Aim of the exercise:
Could you echo the lines below word for word, starting at the top of the block and ending at the line that contains "M 166 3 L 165"? Leave any pictures out of your copy.

A block of data:
--- Start ---

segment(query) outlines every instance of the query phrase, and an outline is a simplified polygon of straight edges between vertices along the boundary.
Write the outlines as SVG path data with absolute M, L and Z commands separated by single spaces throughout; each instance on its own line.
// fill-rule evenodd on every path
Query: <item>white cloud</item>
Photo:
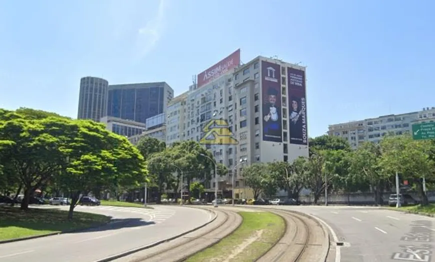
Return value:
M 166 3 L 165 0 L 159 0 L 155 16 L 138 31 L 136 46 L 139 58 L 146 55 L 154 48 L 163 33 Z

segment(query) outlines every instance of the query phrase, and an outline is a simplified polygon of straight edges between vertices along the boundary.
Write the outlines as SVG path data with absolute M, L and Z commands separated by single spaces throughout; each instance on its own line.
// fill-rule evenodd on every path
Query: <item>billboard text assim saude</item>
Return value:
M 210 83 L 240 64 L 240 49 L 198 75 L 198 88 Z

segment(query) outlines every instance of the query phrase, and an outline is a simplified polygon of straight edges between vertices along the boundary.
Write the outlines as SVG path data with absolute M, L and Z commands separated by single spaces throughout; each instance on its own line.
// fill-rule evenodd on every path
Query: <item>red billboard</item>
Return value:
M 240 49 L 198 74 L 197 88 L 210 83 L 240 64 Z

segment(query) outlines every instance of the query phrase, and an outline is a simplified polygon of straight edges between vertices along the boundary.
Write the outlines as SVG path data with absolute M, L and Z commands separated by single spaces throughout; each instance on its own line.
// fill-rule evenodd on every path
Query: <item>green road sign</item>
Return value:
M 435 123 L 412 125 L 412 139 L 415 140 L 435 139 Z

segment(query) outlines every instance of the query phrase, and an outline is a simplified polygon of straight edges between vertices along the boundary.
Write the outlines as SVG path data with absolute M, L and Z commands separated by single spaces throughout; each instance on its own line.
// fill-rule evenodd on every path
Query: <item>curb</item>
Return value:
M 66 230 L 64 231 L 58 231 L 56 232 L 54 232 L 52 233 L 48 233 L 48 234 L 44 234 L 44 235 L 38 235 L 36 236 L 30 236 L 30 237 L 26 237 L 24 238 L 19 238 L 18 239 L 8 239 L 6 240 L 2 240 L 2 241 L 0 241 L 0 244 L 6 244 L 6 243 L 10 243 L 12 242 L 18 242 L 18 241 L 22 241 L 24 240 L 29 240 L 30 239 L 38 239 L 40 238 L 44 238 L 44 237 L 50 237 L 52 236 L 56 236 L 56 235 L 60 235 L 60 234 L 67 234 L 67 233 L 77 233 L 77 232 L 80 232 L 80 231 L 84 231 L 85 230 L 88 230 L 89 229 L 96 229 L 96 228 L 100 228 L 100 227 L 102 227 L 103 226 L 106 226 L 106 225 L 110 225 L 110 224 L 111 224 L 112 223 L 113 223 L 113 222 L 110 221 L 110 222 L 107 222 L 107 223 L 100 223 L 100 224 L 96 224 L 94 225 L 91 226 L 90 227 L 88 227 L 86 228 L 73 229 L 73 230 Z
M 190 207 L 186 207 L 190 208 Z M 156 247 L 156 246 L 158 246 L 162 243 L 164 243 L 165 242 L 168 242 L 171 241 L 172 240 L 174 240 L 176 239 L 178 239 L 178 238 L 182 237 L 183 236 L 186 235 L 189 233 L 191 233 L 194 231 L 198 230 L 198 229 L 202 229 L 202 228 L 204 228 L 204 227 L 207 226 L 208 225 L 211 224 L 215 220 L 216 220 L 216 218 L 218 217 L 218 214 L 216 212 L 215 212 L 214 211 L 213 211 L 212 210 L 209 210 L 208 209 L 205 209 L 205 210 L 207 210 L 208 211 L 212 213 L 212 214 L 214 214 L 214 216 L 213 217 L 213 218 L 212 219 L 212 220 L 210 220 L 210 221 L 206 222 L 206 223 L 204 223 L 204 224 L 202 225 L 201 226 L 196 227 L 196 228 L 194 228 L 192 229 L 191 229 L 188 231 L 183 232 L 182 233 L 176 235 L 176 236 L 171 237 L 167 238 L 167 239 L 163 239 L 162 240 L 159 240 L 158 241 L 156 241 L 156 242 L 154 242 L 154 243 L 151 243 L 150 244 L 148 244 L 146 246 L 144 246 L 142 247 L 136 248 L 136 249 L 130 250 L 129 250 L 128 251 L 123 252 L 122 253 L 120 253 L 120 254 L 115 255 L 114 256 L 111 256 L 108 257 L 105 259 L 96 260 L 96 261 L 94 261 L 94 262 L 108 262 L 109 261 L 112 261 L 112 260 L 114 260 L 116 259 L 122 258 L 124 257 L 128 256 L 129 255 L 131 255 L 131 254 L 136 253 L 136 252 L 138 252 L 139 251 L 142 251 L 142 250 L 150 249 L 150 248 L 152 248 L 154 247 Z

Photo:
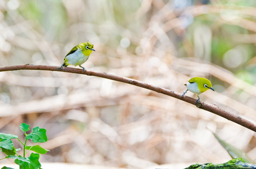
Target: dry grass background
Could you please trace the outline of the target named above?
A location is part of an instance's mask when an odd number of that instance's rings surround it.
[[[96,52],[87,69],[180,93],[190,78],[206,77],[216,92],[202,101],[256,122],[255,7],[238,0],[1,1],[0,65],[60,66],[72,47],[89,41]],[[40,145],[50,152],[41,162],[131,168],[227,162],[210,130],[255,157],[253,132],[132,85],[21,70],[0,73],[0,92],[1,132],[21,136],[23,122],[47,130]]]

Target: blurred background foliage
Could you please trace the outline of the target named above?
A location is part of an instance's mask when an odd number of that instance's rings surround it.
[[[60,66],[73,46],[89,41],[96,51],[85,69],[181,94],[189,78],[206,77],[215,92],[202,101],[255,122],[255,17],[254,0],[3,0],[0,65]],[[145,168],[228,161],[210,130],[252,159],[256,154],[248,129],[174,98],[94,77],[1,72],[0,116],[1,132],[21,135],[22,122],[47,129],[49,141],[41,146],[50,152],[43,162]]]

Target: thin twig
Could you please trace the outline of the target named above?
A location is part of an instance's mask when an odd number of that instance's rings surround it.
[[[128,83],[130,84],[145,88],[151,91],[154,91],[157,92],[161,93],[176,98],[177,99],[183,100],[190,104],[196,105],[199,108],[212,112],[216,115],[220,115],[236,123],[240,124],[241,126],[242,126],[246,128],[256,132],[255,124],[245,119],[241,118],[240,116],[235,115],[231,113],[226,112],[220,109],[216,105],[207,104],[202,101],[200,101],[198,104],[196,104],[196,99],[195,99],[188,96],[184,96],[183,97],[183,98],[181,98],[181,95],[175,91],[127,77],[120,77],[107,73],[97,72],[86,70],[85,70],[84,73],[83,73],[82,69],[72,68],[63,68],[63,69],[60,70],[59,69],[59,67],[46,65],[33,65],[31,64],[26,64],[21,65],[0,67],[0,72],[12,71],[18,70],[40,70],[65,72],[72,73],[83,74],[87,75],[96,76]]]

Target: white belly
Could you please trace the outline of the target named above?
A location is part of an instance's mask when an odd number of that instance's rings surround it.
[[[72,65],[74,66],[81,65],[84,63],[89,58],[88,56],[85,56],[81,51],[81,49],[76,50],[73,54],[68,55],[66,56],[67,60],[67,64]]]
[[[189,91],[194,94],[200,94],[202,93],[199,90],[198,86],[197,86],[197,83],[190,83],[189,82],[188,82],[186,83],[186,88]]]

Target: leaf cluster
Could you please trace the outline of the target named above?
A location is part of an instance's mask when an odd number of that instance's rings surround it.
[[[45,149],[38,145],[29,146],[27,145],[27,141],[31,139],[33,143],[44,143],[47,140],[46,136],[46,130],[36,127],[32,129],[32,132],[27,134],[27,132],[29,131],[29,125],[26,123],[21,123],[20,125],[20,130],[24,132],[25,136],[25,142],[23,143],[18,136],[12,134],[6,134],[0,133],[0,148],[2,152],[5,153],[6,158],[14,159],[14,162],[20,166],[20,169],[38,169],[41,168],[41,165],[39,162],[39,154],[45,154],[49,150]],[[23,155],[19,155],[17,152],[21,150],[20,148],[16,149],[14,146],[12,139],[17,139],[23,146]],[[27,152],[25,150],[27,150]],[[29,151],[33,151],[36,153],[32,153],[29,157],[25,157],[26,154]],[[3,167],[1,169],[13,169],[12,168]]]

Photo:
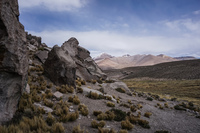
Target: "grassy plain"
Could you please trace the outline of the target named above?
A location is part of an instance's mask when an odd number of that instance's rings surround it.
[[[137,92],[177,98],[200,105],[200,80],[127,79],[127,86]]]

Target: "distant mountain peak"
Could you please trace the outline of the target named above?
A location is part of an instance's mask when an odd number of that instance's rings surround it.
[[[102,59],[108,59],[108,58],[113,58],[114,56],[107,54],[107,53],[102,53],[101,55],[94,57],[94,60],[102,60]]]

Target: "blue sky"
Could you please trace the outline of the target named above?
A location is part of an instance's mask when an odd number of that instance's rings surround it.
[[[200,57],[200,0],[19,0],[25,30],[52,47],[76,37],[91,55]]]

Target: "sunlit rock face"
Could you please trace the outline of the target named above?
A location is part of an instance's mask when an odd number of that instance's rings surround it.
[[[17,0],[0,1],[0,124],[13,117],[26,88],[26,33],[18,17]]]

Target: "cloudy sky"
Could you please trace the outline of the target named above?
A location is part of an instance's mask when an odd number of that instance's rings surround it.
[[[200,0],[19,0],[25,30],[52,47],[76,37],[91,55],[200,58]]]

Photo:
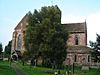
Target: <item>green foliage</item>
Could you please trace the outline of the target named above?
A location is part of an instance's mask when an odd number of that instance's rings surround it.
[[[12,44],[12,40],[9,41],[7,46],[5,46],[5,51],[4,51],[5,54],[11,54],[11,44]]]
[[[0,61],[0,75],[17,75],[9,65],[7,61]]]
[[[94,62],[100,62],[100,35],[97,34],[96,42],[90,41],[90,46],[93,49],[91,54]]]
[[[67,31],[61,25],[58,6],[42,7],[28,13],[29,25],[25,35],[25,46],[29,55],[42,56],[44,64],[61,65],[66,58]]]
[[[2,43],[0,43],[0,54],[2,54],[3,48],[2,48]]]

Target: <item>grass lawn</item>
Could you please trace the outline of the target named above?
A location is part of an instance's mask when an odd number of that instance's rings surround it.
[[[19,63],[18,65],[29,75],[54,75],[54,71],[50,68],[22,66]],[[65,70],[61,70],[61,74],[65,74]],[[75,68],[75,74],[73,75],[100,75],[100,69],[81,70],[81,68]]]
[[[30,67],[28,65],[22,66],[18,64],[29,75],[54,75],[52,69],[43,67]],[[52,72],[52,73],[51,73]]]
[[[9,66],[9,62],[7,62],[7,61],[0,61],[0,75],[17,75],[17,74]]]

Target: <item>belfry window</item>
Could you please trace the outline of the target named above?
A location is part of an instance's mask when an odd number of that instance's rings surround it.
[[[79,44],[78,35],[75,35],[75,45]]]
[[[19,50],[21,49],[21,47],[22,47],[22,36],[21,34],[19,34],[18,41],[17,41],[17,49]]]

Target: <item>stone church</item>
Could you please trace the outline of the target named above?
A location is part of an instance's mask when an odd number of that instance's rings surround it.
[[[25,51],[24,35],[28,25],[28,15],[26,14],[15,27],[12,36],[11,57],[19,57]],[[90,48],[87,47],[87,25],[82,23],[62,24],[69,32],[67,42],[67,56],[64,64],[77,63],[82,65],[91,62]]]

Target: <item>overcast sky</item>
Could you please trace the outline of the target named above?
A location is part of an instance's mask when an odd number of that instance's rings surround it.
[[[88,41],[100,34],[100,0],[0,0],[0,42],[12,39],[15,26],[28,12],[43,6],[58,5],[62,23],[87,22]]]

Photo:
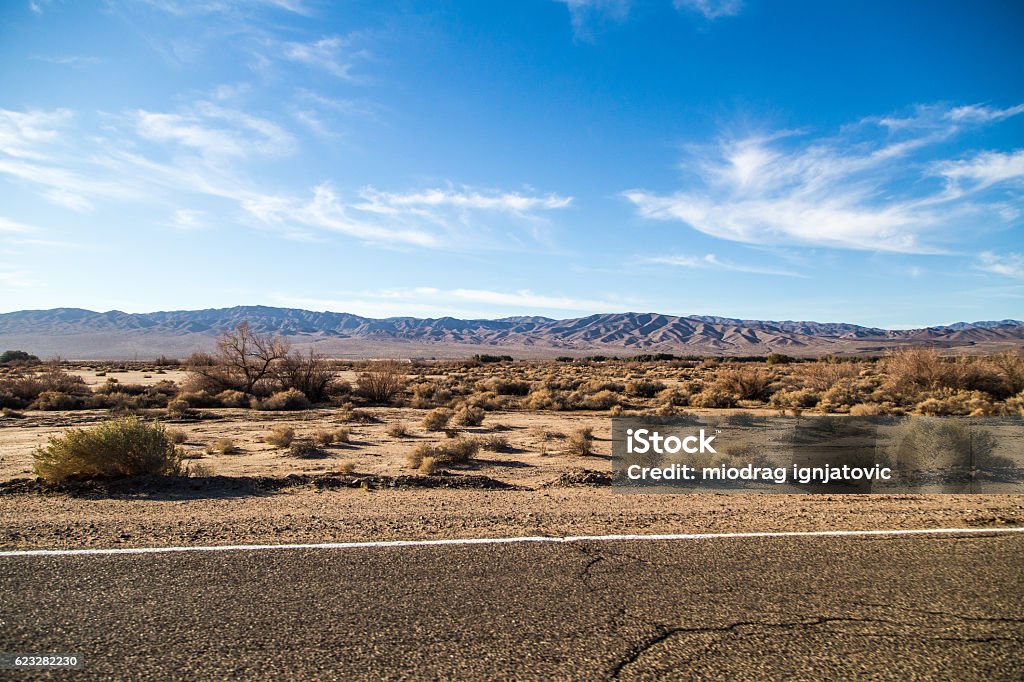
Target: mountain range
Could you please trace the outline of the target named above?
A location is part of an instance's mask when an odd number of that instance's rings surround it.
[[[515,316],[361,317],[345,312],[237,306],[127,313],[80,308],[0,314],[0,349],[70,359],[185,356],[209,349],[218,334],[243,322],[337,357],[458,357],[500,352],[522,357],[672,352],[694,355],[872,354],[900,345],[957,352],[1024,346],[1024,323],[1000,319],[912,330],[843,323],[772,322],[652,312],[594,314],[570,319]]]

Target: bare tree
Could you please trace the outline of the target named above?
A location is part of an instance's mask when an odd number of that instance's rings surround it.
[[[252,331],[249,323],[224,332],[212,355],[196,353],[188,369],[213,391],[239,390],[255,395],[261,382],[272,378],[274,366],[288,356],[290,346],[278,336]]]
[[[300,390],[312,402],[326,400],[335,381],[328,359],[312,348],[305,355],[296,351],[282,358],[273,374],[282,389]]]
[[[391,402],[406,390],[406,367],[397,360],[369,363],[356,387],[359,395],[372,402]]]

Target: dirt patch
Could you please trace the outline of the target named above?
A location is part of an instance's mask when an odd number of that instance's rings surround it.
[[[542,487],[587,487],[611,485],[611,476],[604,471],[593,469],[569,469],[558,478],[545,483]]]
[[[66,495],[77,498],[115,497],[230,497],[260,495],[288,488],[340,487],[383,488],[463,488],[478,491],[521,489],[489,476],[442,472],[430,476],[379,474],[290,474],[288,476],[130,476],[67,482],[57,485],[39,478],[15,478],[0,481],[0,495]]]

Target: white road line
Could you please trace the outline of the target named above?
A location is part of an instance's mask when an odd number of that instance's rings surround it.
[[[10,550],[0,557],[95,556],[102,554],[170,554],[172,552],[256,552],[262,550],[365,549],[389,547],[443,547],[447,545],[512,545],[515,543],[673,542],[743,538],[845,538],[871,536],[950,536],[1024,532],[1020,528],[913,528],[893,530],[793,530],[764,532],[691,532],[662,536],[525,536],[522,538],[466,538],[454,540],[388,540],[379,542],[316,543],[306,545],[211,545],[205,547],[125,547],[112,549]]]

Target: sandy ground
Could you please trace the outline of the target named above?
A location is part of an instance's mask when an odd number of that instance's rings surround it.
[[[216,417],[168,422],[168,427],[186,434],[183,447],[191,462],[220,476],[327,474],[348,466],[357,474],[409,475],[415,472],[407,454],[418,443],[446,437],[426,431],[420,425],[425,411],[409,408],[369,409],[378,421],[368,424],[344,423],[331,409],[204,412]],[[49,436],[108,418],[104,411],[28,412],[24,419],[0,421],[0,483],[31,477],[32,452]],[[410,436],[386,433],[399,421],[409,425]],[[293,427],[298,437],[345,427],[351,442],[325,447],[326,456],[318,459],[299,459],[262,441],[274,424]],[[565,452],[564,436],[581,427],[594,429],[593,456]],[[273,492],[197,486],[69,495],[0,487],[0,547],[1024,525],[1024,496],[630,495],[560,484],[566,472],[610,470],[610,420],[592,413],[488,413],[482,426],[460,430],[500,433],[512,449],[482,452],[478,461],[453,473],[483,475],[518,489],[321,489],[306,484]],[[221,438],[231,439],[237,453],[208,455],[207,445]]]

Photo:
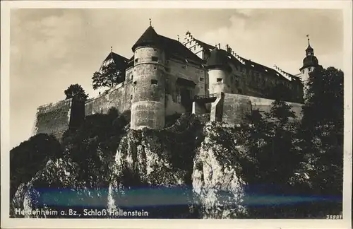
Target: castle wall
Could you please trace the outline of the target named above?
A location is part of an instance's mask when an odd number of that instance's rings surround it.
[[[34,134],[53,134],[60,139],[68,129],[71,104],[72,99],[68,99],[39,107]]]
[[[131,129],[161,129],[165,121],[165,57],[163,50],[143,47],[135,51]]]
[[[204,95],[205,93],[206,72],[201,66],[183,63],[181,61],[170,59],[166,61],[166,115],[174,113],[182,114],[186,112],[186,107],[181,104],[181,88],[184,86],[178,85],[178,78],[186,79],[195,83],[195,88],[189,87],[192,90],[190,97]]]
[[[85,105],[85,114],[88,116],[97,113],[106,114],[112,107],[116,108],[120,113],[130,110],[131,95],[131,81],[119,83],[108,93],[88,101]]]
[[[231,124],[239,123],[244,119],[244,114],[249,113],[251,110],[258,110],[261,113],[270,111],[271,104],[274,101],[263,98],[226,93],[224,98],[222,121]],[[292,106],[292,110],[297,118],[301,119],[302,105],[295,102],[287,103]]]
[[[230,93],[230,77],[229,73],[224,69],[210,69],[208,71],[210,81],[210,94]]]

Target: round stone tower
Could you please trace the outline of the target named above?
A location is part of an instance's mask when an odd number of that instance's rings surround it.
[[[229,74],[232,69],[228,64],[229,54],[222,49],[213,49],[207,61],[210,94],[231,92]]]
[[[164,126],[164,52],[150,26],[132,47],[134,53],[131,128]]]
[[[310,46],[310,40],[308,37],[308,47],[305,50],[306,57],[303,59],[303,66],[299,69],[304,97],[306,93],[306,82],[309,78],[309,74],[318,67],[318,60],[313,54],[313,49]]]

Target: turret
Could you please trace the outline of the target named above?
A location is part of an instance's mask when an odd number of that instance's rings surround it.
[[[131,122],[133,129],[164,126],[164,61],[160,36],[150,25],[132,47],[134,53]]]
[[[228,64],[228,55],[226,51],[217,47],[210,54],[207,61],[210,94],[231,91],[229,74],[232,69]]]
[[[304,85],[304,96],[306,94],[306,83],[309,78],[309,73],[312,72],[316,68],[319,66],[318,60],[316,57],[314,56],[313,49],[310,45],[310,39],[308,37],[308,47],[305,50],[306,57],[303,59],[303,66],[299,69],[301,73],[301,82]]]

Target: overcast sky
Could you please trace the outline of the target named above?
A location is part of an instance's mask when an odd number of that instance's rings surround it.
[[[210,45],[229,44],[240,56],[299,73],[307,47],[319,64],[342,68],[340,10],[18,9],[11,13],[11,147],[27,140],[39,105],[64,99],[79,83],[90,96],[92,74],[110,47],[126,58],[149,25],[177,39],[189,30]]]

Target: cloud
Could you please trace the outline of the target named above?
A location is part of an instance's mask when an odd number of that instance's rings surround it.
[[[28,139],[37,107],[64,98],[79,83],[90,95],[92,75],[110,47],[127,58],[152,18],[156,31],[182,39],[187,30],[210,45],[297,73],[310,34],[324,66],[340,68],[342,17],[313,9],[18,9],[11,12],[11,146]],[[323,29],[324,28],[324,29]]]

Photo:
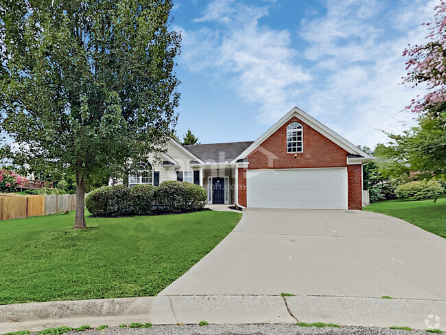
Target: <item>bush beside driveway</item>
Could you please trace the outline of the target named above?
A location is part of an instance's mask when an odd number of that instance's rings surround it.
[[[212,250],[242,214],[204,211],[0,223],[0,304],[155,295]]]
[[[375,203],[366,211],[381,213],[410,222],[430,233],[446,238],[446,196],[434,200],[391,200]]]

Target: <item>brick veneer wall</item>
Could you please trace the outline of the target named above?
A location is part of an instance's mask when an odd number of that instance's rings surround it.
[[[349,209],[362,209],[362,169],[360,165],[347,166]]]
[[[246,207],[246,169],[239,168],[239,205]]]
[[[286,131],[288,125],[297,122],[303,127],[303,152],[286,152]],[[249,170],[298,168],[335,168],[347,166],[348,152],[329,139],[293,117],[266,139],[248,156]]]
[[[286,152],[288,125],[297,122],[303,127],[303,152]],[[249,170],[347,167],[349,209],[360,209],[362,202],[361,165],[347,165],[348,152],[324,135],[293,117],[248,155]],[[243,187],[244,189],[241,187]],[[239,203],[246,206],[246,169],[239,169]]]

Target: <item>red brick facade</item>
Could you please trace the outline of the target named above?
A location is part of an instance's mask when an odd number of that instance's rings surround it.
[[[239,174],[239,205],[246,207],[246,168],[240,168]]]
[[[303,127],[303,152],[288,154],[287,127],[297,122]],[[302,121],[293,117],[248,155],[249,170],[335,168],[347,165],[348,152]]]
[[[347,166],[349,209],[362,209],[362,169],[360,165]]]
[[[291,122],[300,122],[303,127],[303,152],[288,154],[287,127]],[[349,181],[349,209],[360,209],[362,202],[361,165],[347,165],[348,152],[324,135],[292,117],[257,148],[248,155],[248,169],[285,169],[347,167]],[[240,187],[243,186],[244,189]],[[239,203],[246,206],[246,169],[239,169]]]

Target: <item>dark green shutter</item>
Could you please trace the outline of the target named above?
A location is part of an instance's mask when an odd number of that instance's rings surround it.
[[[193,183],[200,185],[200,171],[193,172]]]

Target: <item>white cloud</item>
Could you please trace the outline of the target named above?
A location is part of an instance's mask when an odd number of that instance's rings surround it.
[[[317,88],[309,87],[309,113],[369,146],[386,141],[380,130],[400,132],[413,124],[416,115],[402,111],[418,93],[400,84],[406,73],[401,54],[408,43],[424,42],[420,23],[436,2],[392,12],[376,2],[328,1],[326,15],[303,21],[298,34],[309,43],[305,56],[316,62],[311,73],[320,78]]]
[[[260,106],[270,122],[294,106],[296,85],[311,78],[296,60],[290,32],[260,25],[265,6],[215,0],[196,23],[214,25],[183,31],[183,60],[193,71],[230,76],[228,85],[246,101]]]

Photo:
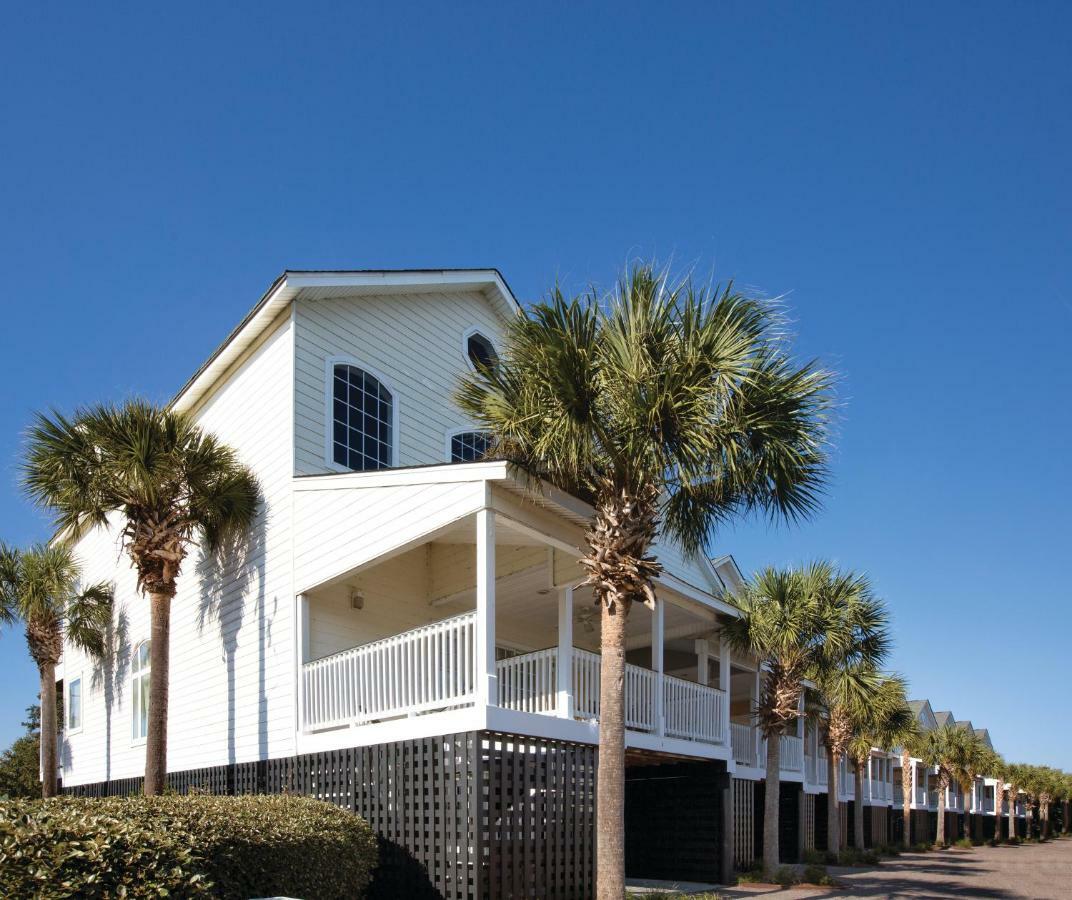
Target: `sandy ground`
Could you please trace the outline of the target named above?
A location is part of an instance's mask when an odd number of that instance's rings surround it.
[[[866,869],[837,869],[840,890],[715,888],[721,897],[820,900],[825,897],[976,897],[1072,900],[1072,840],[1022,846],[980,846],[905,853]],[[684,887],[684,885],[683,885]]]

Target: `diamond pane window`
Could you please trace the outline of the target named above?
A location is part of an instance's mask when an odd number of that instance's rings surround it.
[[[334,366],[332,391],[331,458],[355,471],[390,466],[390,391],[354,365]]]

--- End ---

Full answer:
segment(query) outlines every instance of the query phrase, and an outline is a simplified polygon of straight edges between vertices along the boundary.
Write the outlines as SVG path data with absolute M, L and Z commands separated by single spaces throughout; each instance on its own line.
// fill-rule evenodd on every path
Query: <item>white cloud</item>
Photo:
Return value:
M 166 3 L 165 0 L 159 0 L 155 16 L 138 31 L 136 46 L 139 58 L 146 55 L 154 48 L 163 33 Z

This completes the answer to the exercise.